• _Excerto da fonte_:
++++++

Mas o melhor é parar de falar de sexo, para não chegarmos à parte do amendoim (o clitóris, que para os ingleses é um grão, bean), dos grelos, das alheiras com bigode, ananases e outras partes do corpo assim travestidas, numa linguagem que nem só os próprios compreendem, mas que pode confundir um turista na hora de ler um menu num restaurante da cidade. É que se uma pessoa vai jantar fora e ainda tem de “arrotar” (pagar a conta, ou tossir, to cough, em inglês), é bom que saiba com exactidão o que vai pedir, para não andar às aranhas, up the pole, a pedir algo que não consta do cardápio.

Up the pole significa algo parecido com ficar pendurado que, por cá, é o mesmo que ficar portuensemente, “encaralhado”, palavra cujo sentido negativo advém da má vontade com que os marinheiros, gentes dos portos, encaravam a subida ao cesto da gávea dos navios, o verdadeiro e original caralho, transmutado em órgão másculo de múltiplos nomes. O lado impudico do linguajar portuense é tão forte que, mesmo uma coisa simples como não fazer nada, pode dizer-se como andar “a coçar o cu pelas esquinas” – sitting on one’s hands – ou  “a laurear a pevide”, to get some ass, que é como quem diz, a dar um passeio por aí.

Para tudo há remédio. Se há expressões e palavras que é melhor não dizer, para não ofender espíritos mais sensíveis, o portuense arranjou uns substitutos mais suaves – ou, melhor dito, manhosos, tal a homofonia evidente com os originais. É caso de “vai-te cozer” ou o bem famoso carago, que o portista Estebes e o boneco do antigo autarca local e ex-ministro Fernando Gomes no Contra-Informação imortalizaram como o must do falar portuense.  

Mas, na maior parte das vezes, não há espaço para este PORTOguês-suave. Se alguém lhe chamar um calhau com dois olhos, por atravessar fora da passadeira, acredite, isso é insulto. E provavelmente um impulso, também, como se diria num anúncio perfumado. Um inglês chamar-lhe-á bird-brain, cabeça de pássaro, entre muitas outras coisas a que o poupamos para arranjar espaço para outras expressões como casca grossa, cheeky, ou cepo, pig-ignorant, que não anda muito longe, no significado, do mais famoso destes insultos à moda do Porto: morcão (lê-se morcom). Por tudo isto, pense duas vezes, antes de provocar um nativo.

++++++

• _Excertos de dados_:
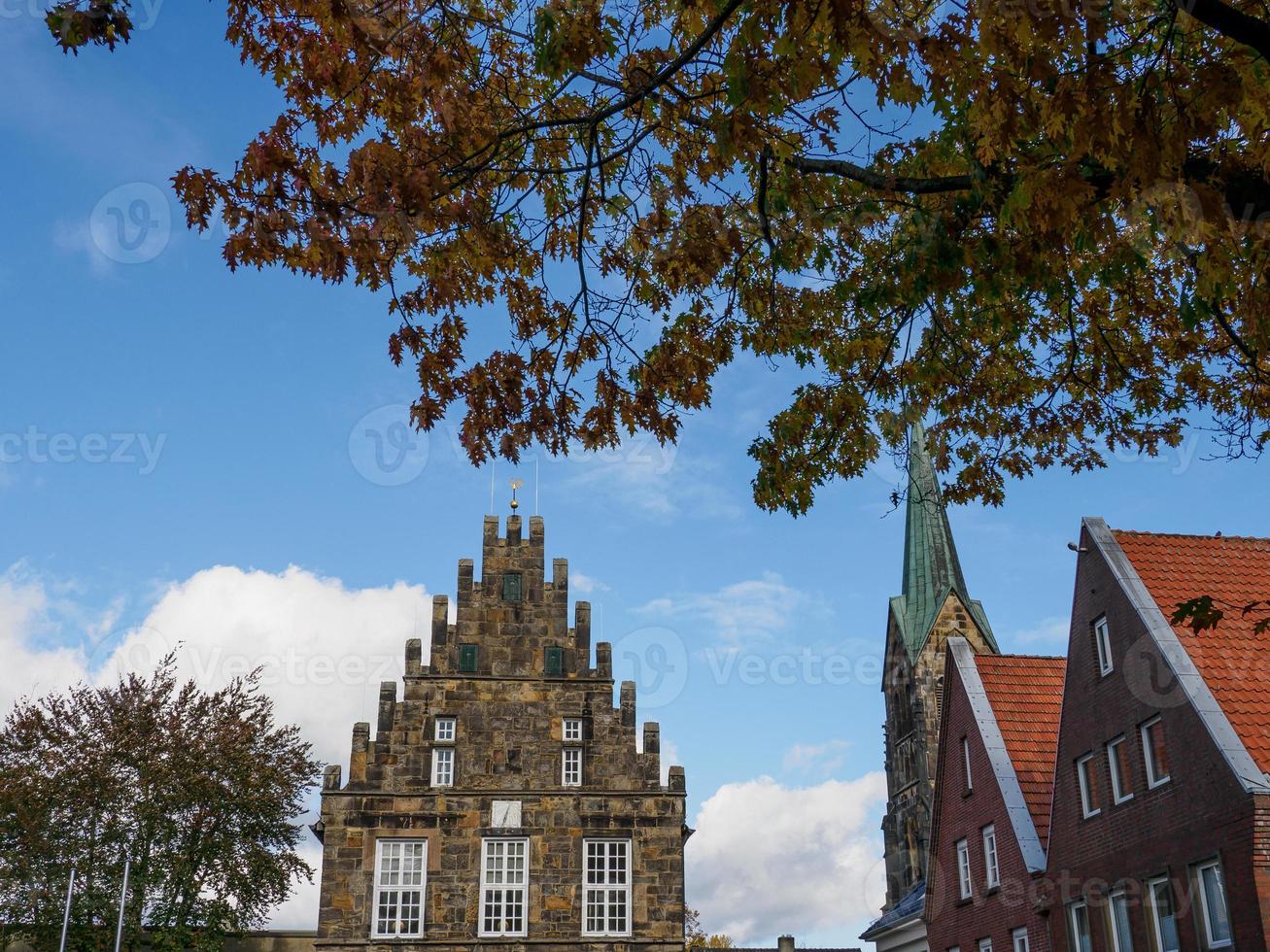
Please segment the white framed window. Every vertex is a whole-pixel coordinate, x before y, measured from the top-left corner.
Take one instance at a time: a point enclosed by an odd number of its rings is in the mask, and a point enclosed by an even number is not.
[[[1111,774],[1111,802],[1124,803],[1133,800],[1129,779],[1129,753],[1121,734],[1107,741],[1107,770]]]
[[[1115,665],[1111,661],[1111,636],[1107,632],[1106,617],[1093,622],[1093,644],[1099,655],[1099,674],[1106,678]]]
[[[453,748],[433,748],[432,749],[432,786],[433,787],[452,787],[452,786],[455,786],[455,749]]]
[[[582,786],[582,748],[565,748],[560,759],[560,782],[566,787]]]
[[[1224,948],[1232,942],[1231,916],[1226,908],[1226,877],[1215,859],[1195,869],[1199,880],[1200,910],[1204,913],[1204,934],[1209,948]]]
[[[583,935],[631,934],[631,842],[583,840]]]
[[[527,839],[486,839],[481,844],[480,934],[526,934]]]
[[[1147,764],[1147,786],[1168,783],[1168,749],[1165,746],[1165,722],[1158,715],[1142,725],[1142,759]]]
[[[1124,890],[1116,890],[1111,894],[1107,915],[1111,918],[1111,952],[1133,952],[1129,896]]]
[[[433,739],[441,744],[453,744],[455,743],[455,718],[453,717],[438,717],[436,726],[433,727]]]
[[[381,839],[375,844],[371,935],[423,935],[428,840]]]
[[[1181,952],[1181,942],[1177,938],[1177,911],[1173,909],[1173,891],[1167,876],[1147,881],[1147,909],[1151,911],[1156,952]]]
[[[1088,820],[1102,812],[1099,806],[1099,778],[1093,772],[1093,754],[1076,762],[1076,779],[1081,784],[1081,815]]]
[[[956,842],[956,871],[961,885],[961,899],[974,894],[974,880],[970,877],[970,844],[964,839]]]
[[[997,828],[988,824],[983,828],[983,866],[987,872],[988,889],[1001,885],[1001,866],[997,862]]]
[[[1085,900],[1072,902],[1067,908],[1067,928],[1072,937],[1072,952],[1093,952],[1093,937],[1090,933],[1090,908]]]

++++++

• _Enunciado_: Continue o texto sobre o linguajar portuense, começando logo depois da última frase apresentada.

• _Resultado_:
Um linguajar cheio de saúde
Com este livro, o turista estrangeiro ficará a saber também que o PORTOguês é um verdadeiro compêndio médico. Não deve haver doença que não tenha uma tradução local. Um tipo pálido, por exemplo, pode estar “amarelo dos peidos”, looking liked Death warmed up (ou a chamar a morte, em tradução livre). Se o problema for uma simples diarreia, dir-se-á que está a “pintar de pistola”, coisa parecida, em inglês, com problemas na porta das traseiras (Back door trots). Se, pelo contrário, a maleita for uma prisão de ventre, dir-se-á que não consegue “arrear a giga”, expressão bem menos escatológica do que a inglesa: to release the chocolate hostage. Como se vê, nisto de ir corpo abaixo, quando querem eles conseguem ser piores…

É fácil de acreditar que este dicionário de PORTOguês-inglês foi uma diversão do carago para o trio de autores. Que ficou a saber que os ingleses são mesmo muito cruéis, pois os nossos velhotes, os “cotas”, são ladrões de oxigénio, oxigen thieves, lá no calão da ilha. Em apenas um ano, o tempo que demorou a fazer este dicionário, eles aprenderam tanto do submundo inglês quanto o que já sabiam do submundo, entretanto elevado aos píncaros, do português falado na Ribeira, no Porto e, na verdade, muito no Norte em geral.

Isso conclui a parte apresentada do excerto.